#### [ARTICLE]

Il y des transports dans ma ville. Des transports sales et parfois propres. Des transports en grève, en retard, en problème technique, en incident de voyageurs, en attente pour régulation de traffic ou en nouvel itinéraire mais quotidiens. Parfois j'y croise les mêmes têtes. Les têtes de mendiants. Les têtes de souffrants mais pas toujours avec les mêmes accents, ni les mêmes vêtements. Déchirés, sales, dépareillés, cassés, absents. Quand c'est pas toujours c'est probant, ça sent le mourant qui veut pas. Moi non plus je ne veux pas mourir dans ce magma. 

Quand je regarde les vieux dans ma ville, j'ai mal. D'abord parce qu'ils l'ont connu autrement, ensuite parce que leurs corps s'affaissent comme s'ils n'en supportaient plus le poids. Ils courbent, tremblent, s'échinent à suivre un rythme qui leur échappe avec une vie d'avance; Ils font les poubelles pour compenser le pécule ridicule de leur retour de dette et trouver leur pitance. Une sentence pour services rendus. Un truc pas propre à ma ville. Un truc propre à la vieillesse, au manque de plus value. Vieux tu cours moins vite, tu gueules moins fort. Et si tu ne t'es pas entraîné avant à dire ce que tu pensais, à rêver et rester ferme sur tes objectifs, alors tu fermes ta gueule et les yeux avec, histoire de te laisser guider et de tomber dans le premier trou; 

Si les mendiants et les vieux ont parfois la même tronche, les quotidiens moyens ont aussi un visage commun. Celui qui tire la gueule, qui zieute le portable comme une bouée de survie. Celui qui ne dit rien mais qui crie “je t'emmerde, j'aimerais bien vivre autre chose !!”.

#### [EXERCICES À TRAITER]
**1.** Dans l'article sur les transports et la ville, pourquoi les vieux font-ils les poubelles ? Répondez en une à trois phrases.
**2.** Pouvez-vous recopier, dans l'article sur les transports et la ville, le passage qui va de « Il y des transports » jusqu'à « dans ce magma. » inclus ?

#### [DONNÉES]
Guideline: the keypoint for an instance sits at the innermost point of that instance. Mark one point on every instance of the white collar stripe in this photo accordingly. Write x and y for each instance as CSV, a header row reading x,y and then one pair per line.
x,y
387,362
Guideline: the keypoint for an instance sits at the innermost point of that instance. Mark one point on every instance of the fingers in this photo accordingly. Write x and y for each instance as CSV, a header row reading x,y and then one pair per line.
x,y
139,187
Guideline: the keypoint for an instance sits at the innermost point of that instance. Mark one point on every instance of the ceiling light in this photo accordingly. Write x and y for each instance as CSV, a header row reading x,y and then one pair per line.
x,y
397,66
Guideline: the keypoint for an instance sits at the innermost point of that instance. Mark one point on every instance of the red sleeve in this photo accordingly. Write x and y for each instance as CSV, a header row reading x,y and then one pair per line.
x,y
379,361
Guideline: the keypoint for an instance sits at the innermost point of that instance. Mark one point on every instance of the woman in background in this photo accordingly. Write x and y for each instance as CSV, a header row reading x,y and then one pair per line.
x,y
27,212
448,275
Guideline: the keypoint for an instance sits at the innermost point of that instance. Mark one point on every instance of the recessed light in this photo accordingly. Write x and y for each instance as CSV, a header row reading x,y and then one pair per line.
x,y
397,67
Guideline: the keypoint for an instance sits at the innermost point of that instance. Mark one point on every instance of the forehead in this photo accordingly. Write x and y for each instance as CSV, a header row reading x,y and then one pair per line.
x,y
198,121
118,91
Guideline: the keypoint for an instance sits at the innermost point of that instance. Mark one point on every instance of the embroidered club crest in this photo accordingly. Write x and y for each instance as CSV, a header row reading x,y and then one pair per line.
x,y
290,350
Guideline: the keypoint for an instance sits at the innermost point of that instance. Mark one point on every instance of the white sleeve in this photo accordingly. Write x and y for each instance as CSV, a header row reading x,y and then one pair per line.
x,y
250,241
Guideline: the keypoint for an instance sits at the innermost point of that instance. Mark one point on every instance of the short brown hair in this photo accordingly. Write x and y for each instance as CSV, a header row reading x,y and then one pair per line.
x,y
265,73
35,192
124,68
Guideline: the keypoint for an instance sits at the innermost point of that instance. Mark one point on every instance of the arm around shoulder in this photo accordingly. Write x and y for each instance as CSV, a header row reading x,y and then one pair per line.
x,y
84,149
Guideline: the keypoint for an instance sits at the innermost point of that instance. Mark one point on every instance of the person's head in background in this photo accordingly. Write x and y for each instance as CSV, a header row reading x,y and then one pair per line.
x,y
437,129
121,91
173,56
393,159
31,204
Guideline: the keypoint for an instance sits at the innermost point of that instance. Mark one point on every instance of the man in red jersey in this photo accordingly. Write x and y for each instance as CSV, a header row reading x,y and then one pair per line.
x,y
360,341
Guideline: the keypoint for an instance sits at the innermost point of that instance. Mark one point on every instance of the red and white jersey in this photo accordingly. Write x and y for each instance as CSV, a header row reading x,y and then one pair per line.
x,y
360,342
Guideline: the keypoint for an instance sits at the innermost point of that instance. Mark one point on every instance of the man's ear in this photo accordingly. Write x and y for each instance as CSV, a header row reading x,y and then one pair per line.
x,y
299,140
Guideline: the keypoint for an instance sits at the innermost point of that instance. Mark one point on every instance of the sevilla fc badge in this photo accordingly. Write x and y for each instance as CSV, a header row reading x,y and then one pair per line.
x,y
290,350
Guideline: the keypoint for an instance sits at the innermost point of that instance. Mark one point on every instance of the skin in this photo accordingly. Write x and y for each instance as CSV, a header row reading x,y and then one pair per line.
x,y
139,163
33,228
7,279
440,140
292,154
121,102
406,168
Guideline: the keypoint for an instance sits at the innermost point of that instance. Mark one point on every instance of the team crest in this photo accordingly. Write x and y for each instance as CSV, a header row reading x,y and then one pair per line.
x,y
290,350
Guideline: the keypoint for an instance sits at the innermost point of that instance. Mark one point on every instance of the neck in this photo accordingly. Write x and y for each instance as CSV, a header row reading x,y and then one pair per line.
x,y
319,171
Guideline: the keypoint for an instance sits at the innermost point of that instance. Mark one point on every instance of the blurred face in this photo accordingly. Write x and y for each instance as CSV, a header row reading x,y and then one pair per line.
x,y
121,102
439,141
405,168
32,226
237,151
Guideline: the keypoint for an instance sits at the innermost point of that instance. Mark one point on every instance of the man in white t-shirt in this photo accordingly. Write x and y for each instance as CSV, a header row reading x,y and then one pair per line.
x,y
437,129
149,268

#### [RÉPONSES RÉDIGÉES]
**1.** Les vieux font les poubelles pour compenser le pécule ridicule de leur retour de dette et pour trouver leur pitance.

**2.**
Il y des transports dans ma ville. Des transports sales et parfois propres. Des transports en grève, en retard, en problème technique, en incident de voyageurs, en attente pour régulation de traffic ou en nouvel itinéraire mais quotidiens. Parfois j'y croise les mêmes têtes. Les têtes de mendiants. Les têtes de souffrants mais pas toujours avec les mêmes accents, ni les mêmes vêtements. Déchirés, sales, dépareillés, cassés, absents. Quand c'est pas toujours c'est probant, ça sent le mourant qui veut pas. Moi non plus je ne veux pas mourir dans ce magma.